▸ **WHAT THIS TASK INVOLVES**
Scale the lines between the one holding "Annotation task: tag one point per instance of the red suv" and the one holding "(1081, 349)", inclusive, and give them all again, requests included. Multiply each coordinate in the answers by 1.65 and round to whole numbers, halves up, leaving the numbers in the requests unchanged.

▸ **MATERIAL FOR THIS TASK**
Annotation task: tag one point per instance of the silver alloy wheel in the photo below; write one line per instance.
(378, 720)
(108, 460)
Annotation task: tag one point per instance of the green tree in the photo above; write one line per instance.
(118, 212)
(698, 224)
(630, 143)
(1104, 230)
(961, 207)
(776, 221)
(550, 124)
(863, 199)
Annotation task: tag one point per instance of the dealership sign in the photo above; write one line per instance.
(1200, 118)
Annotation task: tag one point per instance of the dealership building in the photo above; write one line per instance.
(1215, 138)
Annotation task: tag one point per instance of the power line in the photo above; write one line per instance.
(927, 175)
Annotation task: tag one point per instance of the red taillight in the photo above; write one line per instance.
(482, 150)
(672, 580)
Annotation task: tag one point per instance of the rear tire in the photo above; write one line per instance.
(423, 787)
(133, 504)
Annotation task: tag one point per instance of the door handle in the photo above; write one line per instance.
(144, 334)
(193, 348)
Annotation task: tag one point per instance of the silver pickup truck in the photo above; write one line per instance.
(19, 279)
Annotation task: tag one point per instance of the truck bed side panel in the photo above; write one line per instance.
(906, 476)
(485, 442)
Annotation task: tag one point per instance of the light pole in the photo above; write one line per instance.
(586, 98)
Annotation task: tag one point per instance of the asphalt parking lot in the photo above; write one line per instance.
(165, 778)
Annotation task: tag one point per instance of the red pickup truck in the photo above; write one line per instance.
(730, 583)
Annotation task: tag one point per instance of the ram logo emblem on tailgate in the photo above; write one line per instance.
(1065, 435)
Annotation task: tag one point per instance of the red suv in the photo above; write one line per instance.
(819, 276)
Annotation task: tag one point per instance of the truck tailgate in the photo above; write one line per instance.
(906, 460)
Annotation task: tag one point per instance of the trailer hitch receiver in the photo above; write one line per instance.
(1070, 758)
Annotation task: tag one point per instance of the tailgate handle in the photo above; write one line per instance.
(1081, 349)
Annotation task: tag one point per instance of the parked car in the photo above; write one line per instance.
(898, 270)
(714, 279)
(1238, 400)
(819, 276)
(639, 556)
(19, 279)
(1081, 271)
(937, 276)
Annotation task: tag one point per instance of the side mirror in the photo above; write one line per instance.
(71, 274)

▸ **EXERCISE RESULT**
Annotation task: tag one point per instance of the red suv in the photo above; write one line per instance.
(1351, 455)
Annotation task: tag one point per instance of the truck tailgate in the photo above; write one line per instance.
(1495, 759)
Annotation task: tag one point per instance of the trailer hitch receiver in the photo above; write one line per instance.
(1766, 1251)
Annotation task: tag one point per instance of the tailgate handle in the photo above; write one line per instance.
(1784, 576)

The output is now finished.